I was at stonelick when they stocked it. Lots of people getting their limit (and a few a-holes with a bucket full) All the fish were 6-8" all on corn or yellow powerbait. The next day they had dispersed and only had a few bites. A couple weeks later only had one bite. I didnt see any trout taken over 8" but heard rumors of a couple 10's. I think i will give the lake a rest unless I have no where else to go.


----------



## boonecreek (Dec 28, 2006)

chefskil; i might hit cader next weekend. they ust to stock jombos. seen any big ones come out of there latly.


----------



## boonecreek (Dec 28, 2006)

chefskip; i might hit cader next weekend. they ust to stock jombos. seen any big ones come out of there latly.


----------



## CHEFSKIP (Jul 25, 2006)

(Pointing dataset excerpts)
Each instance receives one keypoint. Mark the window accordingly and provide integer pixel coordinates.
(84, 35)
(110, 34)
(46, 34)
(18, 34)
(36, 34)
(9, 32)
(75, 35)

--- Required work ---
1) In the fishing forum thread, why did the poster at Stonelick get only a few bites the day after the stocking?
2) Carry on the fishing forum thread from where it stops.
You won't need the data for any of these tasks.

--- Results by task ---
1) The day after the lake was stocked, the fish had dispersed, so the poster got only a few bites.

2)
I ve been to cedar several times since they started stocking. I only caught smaller ones but i saw 10"+ getting caught. some fellas even gave me their catch! My freezer always loves free fish! I was using power bait with limited success. others were using waxworms with better luck. I also saw some using popeyes with good catches early in the day. I didnt see any monsters though!


----------



## alsept1 (Dec 15, 2007)

Hey guys i fish Cedar Lake all the time for catfish. I plan on fishing it for trout this March. Do you have any tips?


----------



## boonecreek (Dec 28, 2006)

i fished ceader lake for trout, the only time i fish pay lakes is for trout. ( cedar and sherries ) done go at cedar with power bait tip of w/ wax worm, doll fly tipped of w/ wax worm under a bobber.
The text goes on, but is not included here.